## Passage
- Mitchell Carson and Eric O'Grady on the cover of Irredeemable Ant-Man vol. 1 #5 (April 2007). Art by Phil Hester

Publication information
- Publisher: Marvel Comics
- First appearance: Tales to Astonish #27 (January 1962) (as Dr. Henry Pym); Tales to Astonish #35 (September 1962) (as Ant-Man)
- Created by: Stan Lee (co-creator) Larry Lieber (writer) Jack Kirby (co-creator, writer)

In-story information
- Alter ego: Hank Pym Scott Lang Eric O'Grady Chris McCarthy Zayn Asghar
- Team affiliations: Avengers
- Abilities: Superhuman strength and agility; Leading authority in myrmecology research; Size-shifting from nearly microscopic to ~100 feet gigantic (both at extremes); Maintains strength of normal size in shrunken state; Telepathic communication with ants via cybernetic helmet;

= Ant-Man =

Comic book superhero

Ant-Man is the name of several superheroes appearing in books published by Marvel Comics, all of whom can shrink to the size of an ant and usually have telepathic control over ants.

==Publication history==
Created by Stan Lee, Larry Lieber and Jack Kirby, Dr. Henry Pym made his first appearance in Tales to Astonish #27 (January 1962); he assumed his Ant-Man identity in his second appearance, in Tales to Astonish #35 (September 1962). Reformed thieves Scott Lang and Eric O'Grady also took on the Ant-Man mantle after Pym changed his superhero identity to various other aliases, such as Giant-Man, Goliath, and Yellowjacket. Pym's Ant-Man is a founding member of the super hero team known as the Avengers.

==Fictional character biography==
Over the years, a number of different characters have assumed the title of Ant-Man; most of them have been connected with the Avengers.

===Hank Pym===

Dr. Henry "Hank" Pym was a biophysicist and security operations center expert who decided to become the original Ant-Man after the death of his first wife Maria Trovaya who had been a political dissident in Hungary. Falling in love with him and believing that his American citizenship would protect her, Maria traveled with Hank to Hungary shortly after their marriage to start their new life together. Unfortunately they were confronted by corrupt agents of the secret police. Hank was knocked unconscious and Maria was murdered. Pym was greatly distraught by his wife's death, and decided to do whatever he could in the future to battle injustice. Originally, he changed his stature by inhaling a shrinking gas; this soon evolved into a size-changing pill, and later into the use of what he called Pym Particles. He armed himself with a helmet that could control ants. Pym would shrink down to the size of an insect as the mystery-solving Ant-Man, solving crimes and stopping criminals. He soon shared his discovery with the woman who would become his second wife, Janet van Dyne, who became his crime-fighting partner Wasp after he helped Janet avenge the death of her scientist father Vernon van Dyne. The duo would be founding members of the Avengers, fighting recurring enemies such as the mad scientist Egghead, the mutant Whirlwind, and Pym's own robotic creation Ultron. While Pym is the original Ant-Man, he eventually acquired the power to grow in size as well as shrink, and adopted other aliases over the years such as Giant-Man, Goliath, Yellowjacket, and Wasp as a tribute to Janet after her presumed death in Secret Invasion. His successors have taken up the Ant-Man role while Pym explored these other identities.

## Data records
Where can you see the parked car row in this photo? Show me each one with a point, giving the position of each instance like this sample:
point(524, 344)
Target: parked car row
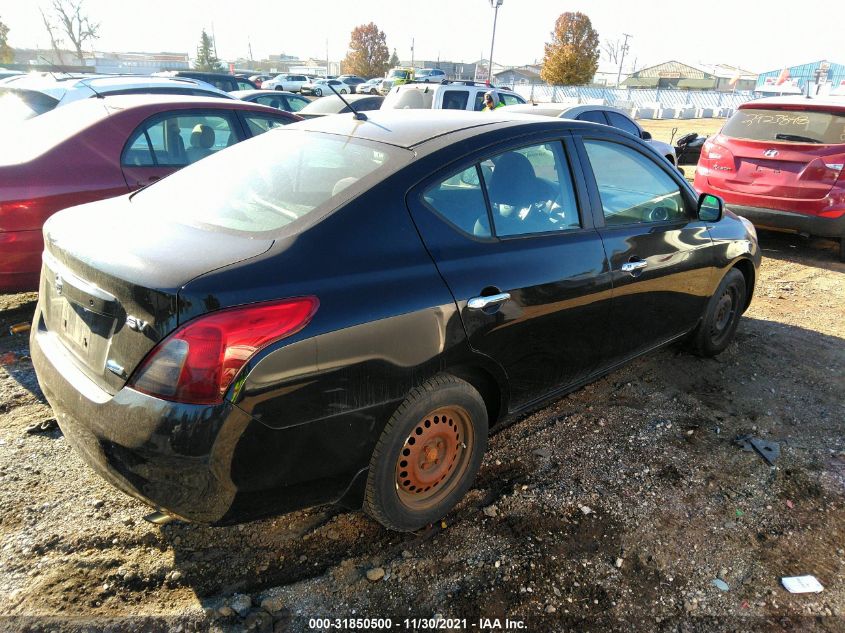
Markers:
point(379, 291)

## Work to complete
**1.** Reproduce the Ant-Man article word for word, from "Comic book superhero" up to and including "as the Avengers.".
**2.** Rewrite every row with "parked car row" replaced by "row of parked cars" and nothing else changed, omitting the pictures from your answer.

## Answers to the exercises
**1.**
Comic book superhero

Ant-Man is the name of several superheroes appearing in books published by Marvel Comics, all of whom can shrink to the size of an ant and usually have telepathic control over ants.

==Publication history==
Created by Stan Lee, Larry Lieber and Jack Kirby, Dr. Henry Pym made his first appearance in Tales to Astonish #27 (January 1962); he assumed his Ant-Man identity in his second appearance, in Tales to Astonish #35 (September 1962). Reformed thieves Scott Lang and Eric O'Grady also took on the Ant-Man mantle after Pym changed his superhero identity to various other aliases, such as Giant-Man, Goliath, and Yellowjacket. Pym's Ant-Man is a founding member of the super hero team known as the Avengers.

**2.**
Where can you see the row of parked cars in this photo? Show me each one with a point, giving the position of each instance like this sample:
point(524, 344)
Target: row of parked cars
Markers:
point(379, 291)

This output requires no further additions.